BEGIN Extract
Pressuring the Federal Energy Regulatory Commission to require Western power sellers to refund any "unjust and unreasonable" profits. Businesses oppose this idea, while consumer groups champion it.
Ordering the Environmental Protection Agency to ease limits on smog pollutants.
Allowing the restart of mothballed nuclear-power plants.
Other recent environmental decisions have been even more controversial. The Sierra Club blasted Bush's decision to ignore changes in water-quality standards aimed at reducing arsenic levels in drinking water and on March 28, the Bush administration abruptly announced the withdrawal of the United States from the 1996 Kyoto Protocol, an effort to seek a coordinated international response to the problem of global warming. Candidate Bush had expressed some doubt as to whether or not the phenomenon of global warming truly existed, and if it did, whether or not it represented a threat.
END Extract
Extend the passage on the Bush administration's energy and environmental decisions, beginning after its final sentence.
BEGIN Listed entries
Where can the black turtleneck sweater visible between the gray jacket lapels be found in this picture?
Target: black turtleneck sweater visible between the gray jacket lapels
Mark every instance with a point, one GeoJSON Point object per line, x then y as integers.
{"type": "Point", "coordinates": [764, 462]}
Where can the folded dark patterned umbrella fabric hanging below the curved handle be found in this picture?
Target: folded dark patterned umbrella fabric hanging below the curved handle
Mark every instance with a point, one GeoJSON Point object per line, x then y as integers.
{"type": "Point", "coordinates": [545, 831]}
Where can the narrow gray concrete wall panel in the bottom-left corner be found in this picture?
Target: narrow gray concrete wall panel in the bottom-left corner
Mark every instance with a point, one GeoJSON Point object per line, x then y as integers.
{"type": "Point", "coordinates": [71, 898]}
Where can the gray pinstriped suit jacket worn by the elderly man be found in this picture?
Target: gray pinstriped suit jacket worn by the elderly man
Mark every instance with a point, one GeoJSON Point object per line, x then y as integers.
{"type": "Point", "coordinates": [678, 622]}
END Listed entries
▸ Result of this task:
His decision to formally abandon Kyoto follows the U.S. Congress' refusal to ratify the treaty, which would have called for substantial reductions in greenhouse gases produced in the United States. By some estimates, with just 6 percent of the total world population, the US is responsible for producing 25 percent of the total global greenhouse gas emissions. Bush administration officials have said improving the economy has become their number one priority.
Bush's announcement infuriated European and Japanese allies, even drawing the energetic condemnation of Great Britain, an ally that had seemed almost congenitally incapable of criticizing the U.S.
For more information:
"Arsenic and Old Laws"from the New York Times (registration may be required)
US blow to Kyoto hopesfrom the BBC
Taxing proposals
On the campaign trail, candidate Bush pushed his 10-year $1.6 trillion tax "reform" despite national polls that indicated most Americans were more interested in using any national surplus to pay off the nearly $5.7 trillion national debt. President Bush has maintained this focus on "tax relief."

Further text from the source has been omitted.